▶ What you will do
Render the part of the material that opens with the line containing "Where can the rear door" and closes with the last line of the material as a Markdown table. Use the columns "Row" and "Line", giving each line a number and leaving out blank lines.
+ + + + +
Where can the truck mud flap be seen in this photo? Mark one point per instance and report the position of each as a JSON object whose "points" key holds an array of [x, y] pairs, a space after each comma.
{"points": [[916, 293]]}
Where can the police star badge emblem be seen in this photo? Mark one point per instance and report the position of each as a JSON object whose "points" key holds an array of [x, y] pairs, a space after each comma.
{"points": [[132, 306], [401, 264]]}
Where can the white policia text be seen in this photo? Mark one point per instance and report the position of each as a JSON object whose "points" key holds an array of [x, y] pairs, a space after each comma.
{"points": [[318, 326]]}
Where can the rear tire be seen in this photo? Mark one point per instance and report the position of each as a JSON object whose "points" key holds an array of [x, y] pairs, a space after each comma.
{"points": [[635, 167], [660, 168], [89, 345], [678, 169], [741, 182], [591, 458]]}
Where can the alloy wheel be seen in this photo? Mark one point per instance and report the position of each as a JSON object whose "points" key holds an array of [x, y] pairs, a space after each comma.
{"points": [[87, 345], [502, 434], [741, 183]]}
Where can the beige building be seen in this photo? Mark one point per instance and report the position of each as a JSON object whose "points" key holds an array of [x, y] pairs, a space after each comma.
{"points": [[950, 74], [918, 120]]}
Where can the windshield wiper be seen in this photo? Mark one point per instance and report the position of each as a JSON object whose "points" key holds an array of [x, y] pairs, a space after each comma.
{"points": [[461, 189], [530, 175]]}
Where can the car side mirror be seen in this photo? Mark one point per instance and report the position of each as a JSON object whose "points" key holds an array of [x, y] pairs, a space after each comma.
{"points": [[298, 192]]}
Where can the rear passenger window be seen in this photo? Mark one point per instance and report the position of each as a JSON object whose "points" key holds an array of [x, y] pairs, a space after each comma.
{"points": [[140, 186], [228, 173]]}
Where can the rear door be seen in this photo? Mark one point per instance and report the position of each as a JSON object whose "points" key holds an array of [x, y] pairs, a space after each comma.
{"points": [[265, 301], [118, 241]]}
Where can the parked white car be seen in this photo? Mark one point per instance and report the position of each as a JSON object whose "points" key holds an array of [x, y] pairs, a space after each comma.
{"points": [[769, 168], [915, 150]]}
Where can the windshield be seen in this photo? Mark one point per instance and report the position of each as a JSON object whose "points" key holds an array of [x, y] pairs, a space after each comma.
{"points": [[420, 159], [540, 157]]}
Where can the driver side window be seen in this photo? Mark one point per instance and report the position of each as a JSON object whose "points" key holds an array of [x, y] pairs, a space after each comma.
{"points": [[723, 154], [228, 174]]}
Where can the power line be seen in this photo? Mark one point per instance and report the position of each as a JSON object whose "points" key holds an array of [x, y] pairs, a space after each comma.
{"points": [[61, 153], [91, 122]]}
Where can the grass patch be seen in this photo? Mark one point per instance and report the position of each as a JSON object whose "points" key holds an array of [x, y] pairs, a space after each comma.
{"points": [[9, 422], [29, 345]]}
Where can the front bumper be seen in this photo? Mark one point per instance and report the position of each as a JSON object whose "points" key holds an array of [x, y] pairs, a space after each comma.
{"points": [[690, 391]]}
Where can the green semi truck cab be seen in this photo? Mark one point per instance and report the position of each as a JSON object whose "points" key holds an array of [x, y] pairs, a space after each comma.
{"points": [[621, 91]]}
+ + + + +
▶ Output
| Row | Line |
|---|---|
| 1 | Where can the rear door be seen in this photo? Mark one point per instance and report the position of each as a JSON object whose "points" key holds an array of [x, y] pairs, a space after each comma. |
| 2 | {"points": [[265, 301], [118, 241]]} |
| 3 | Where can the parked white car be seen in this photo? Mark one point per instance and report the position of each as a JSON object whose "points" key holds an array of [x, y] pairs, a space after each comma. |
| 4 | {"points": [[769, 168], [915, 150]]} |
| 5 | Where can the windshield be seen in this photo? Mark one point per instance and report the position of each as a JSON object whose "points" key holds an array of [x, y] pairs, a space after each comma. |
| 6 | {"points": [[420, 159], [540, 157]]} |
| 7 | Where can the driver side window be seen in this photo? Mark one point per instance and report the position of each as a JSON object whose "points" key holds an array of [x, y] pairs, a space after each comma. |
| 8 | {"points": [[723, 154], [228, 174]]} |
| 9 | Where can the power line be seen in this photo? Mark one point per instance and report the position of each as a JSON object whose "points" key holds an array of [x, y] pairs, a space after each comma. |
| 10 | {"points": [[61, 153], [91, 122]]} |
| 11 | Where can the grass patch be seen in this photo? Mark one point per instance and report the position of each as a JSON object whose "points" key holds an array of [x, y] pairs, a space after each comma. |
| 12 | {"points": [[9, 422], [29, 345]]} |
| 13 | Where can the front bumper be seen in this photo? Mark one point per instance and report the position of each as a JSON object whose "points" key holds an array of [x, y] pairs, a space after each comma. |
| 14 | {"points": [[690, 391]]} |
| 15 | Where can the green semi truck cab be seen in this photo? Mark one point per instance and report the position of each as a JSON object whose "points" key holds an array of [x, y] pairs, a space after each comma. |
| 16 | {"points": [[621, 91]]} |